**Goal:** Pull out every line of the material below that contains the string "mountain", matching case exactly, and copy each one in full.

**Dataset extract:**
++++++++

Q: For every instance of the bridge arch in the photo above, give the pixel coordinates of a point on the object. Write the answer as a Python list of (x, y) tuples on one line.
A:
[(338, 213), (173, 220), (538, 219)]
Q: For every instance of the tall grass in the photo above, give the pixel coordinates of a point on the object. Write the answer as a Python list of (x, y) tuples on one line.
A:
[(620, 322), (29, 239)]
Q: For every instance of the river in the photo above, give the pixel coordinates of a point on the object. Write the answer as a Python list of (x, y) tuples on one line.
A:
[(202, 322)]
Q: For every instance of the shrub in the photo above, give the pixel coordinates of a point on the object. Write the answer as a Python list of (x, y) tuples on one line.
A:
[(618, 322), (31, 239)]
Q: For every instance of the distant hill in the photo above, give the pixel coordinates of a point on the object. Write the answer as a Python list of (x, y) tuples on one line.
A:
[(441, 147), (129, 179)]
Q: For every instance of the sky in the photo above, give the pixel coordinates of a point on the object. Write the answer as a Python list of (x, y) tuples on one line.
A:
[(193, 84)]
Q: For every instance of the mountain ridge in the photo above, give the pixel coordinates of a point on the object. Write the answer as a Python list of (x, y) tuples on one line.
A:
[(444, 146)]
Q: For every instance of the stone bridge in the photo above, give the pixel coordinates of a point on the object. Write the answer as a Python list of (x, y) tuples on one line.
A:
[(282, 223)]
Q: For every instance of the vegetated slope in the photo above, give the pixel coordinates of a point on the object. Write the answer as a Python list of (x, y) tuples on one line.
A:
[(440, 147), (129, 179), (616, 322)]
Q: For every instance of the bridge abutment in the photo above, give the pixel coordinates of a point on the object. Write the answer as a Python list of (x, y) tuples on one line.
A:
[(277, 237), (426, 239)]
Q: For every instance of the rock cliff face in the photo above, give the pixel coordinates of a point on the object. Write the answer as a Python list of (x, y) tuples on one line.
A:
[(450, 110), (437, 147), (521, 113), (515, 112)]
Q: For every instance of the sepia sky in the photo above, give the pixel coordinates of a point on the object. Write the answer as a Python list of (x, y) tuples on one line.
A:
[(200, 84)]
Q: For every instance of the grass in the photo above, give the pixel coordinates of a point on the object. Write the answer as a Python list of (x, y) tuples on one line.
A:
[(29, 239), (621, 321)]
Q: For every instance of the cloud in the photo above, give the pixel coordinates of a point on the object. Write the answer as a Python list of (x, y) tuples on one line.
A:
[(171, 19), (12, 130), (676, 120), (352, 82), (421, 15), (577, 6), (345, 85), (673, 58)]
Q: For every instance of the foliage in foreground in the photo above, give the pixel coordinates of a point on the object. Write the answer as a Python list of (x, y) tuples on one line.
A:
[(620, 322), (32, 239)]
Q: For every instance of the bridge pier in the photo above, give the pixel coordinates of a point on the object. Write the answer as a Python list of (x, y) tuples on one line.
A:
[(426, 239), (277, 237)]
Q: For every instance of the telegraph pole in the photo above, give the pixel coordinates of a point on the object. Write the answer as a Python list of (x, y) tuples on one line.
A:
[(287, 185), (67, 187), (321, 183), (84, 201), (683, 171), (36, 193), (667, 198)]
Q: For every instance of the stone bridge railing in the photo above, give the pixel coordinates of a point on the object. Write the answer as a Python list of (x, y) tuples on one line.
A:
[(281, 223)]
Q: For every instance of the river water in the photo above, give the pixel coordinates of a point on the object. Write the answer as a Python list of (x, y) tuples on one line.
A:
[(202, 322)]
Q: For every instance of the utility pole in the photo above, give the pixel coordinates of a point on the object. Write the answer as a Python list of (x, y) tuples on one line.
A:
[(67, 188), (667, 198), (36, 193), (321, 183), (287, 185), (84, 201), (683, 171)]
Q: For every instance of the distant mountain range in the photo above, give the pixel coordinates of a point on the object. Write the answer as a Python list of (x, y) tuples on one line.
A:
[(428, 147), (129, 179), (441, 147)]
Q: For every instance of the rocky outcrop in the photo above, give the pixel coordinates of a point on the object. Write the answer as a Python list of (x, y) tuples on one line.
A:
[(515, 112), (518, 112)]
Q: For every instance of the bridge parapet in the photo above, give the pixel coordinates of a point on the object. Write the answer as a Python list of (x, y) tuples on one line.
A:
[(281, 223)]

++++++++

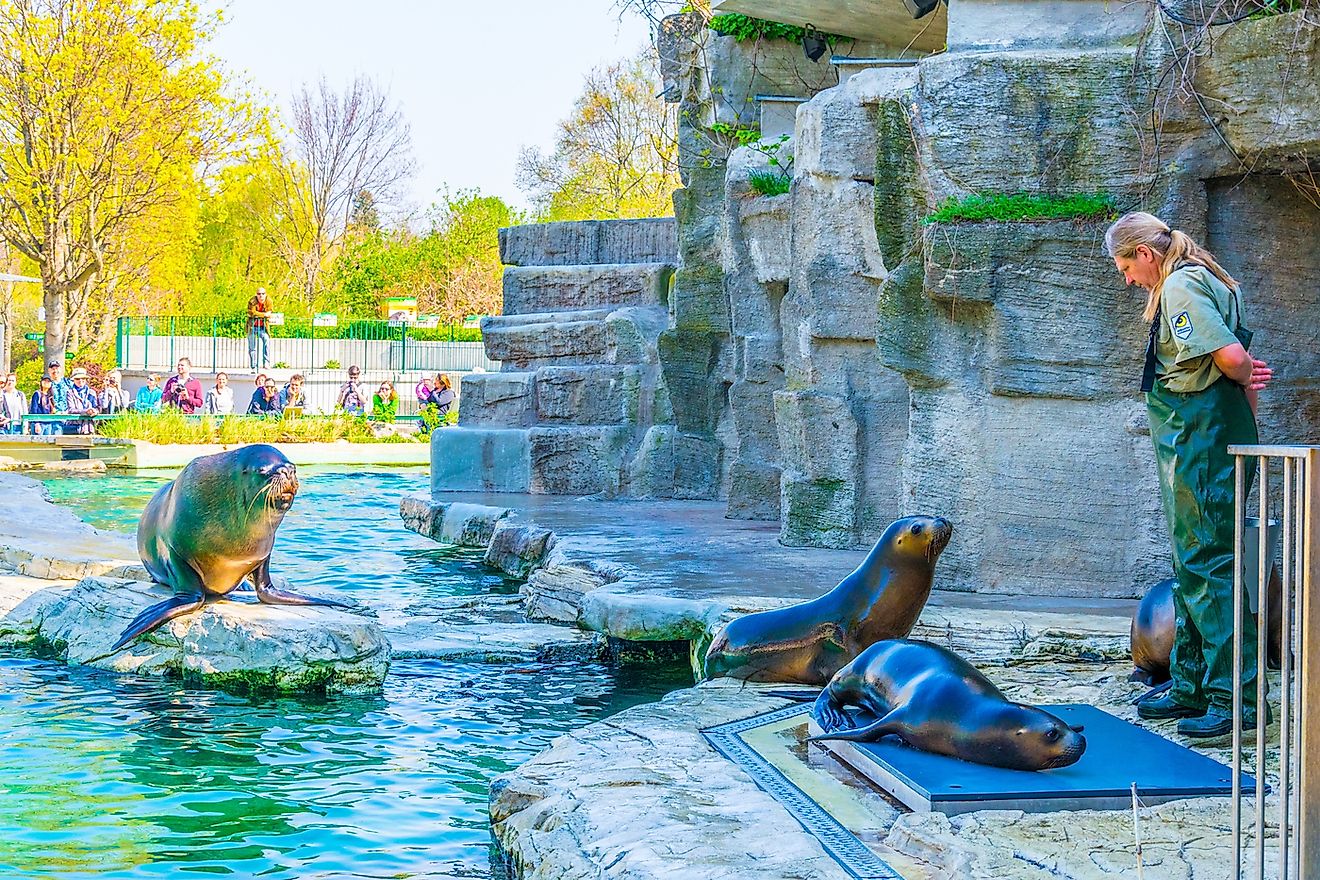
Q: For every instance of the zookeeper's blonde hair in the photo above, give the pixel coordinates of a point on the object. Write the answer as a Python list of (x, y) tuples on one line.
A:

++++++++

**Complete output:**
Q: For every instance of the mountain ridge in the photo above, give the pixel coordinates of a point on the object. Write the answer as a Python list of (x, y) tuples on one line.
Q: For every instance of the distant mountain range in the photo above, give the pixel coordinates of a point on the object. Write the answer as a Python list of (x, y) tuples on one line.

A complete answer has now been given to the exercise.